──────── 提供された文章

世に倦む日日氏が掲題の記事を出しました。
同氏は、9/2に参政党の国会議員団がスパイ防止法制定に向けた勉強会を開き、9/11に国民党がスパイ防止法案について検討するワーキングチームの初会合を開き、9/16に維新がスパイ防止法制定への議論に着手することを発表した…と書き出し、この動きに弾みをつけたのが9/8の石破辞任の政変であり、立民党はまだ党としての立場と方針を明らかにしていないものの9/11に行われた新人事では辻元清美や長妻昭の名前が消え、幹事長が小川淳也から安住淳に変わっていることに言及しています。
そして5/27に高市早苗がスパイ防止法の制定を石破首相に提言し、「自民党の参院選公約にせよ」と要求した際に、岩屋外相が人権への配慮の一般論を政府見解として示し、政権における防波堤の役を務めてきたことを挙げ、スパイ防止法を政治の観点から見たとき、ハト派の路線と姿勢が顕著だった石破政権が挫折した意味と影響はきわめて大きいと述べます。
* 岩屋外相は9/17にはイスラエル軍のガザ地上侵攻に対し、「許容できない。強く非
難する」とする談話を発表しました。

────────────────
──────── 与えられた情報

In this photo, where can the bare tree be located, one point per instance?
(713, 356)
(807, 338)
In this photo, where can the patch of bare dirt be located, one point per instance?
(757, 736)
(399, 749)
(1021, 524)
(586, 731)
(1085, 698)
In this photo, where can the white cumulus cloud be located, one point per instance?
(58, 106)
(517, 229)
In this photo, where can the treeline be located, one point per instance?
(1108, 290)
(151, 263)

────────────────
──────── 与えられた情報

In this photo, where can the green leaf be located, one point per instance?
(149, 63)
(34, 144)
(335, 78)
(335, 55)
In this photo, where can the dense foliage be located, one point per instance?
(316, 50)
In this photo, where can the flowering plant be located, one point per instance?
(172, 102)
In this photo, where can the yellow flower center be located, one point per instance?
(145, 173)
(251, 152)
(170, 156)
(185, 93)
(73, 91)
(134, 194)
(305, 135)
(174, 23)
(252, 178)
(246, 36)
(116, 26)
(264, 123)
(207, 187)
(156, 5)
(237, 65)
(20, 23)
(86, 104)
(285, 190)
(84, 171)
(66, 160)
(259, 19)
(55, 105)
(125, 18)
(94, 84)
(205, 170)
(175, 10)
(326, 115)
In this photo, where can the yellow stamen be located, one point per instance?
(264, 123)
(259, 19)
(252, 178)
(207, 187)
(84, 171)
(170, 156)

────────────────

* 記述課題 *
[A] スパイ防止法に関する文章にある次の一文を英語に訳せ：「岩屋外相は9/17にはイスラエル軍のガザ地上侵攻に対し、『許容できない。強く非難する』とする談話を発表しました。」
[B] 記録のうち、語「bare」を含む行がいくつあるかを数だけで答えよ。大文字と小文字は区別する。

* 本課題の解答 *
[A] On September 17, Foreign Minister Iwaya issued a statement on the Israeli military's ground invasion of Gaza, saying, "It is unacceptable. We strongly condemn it."

[B] 2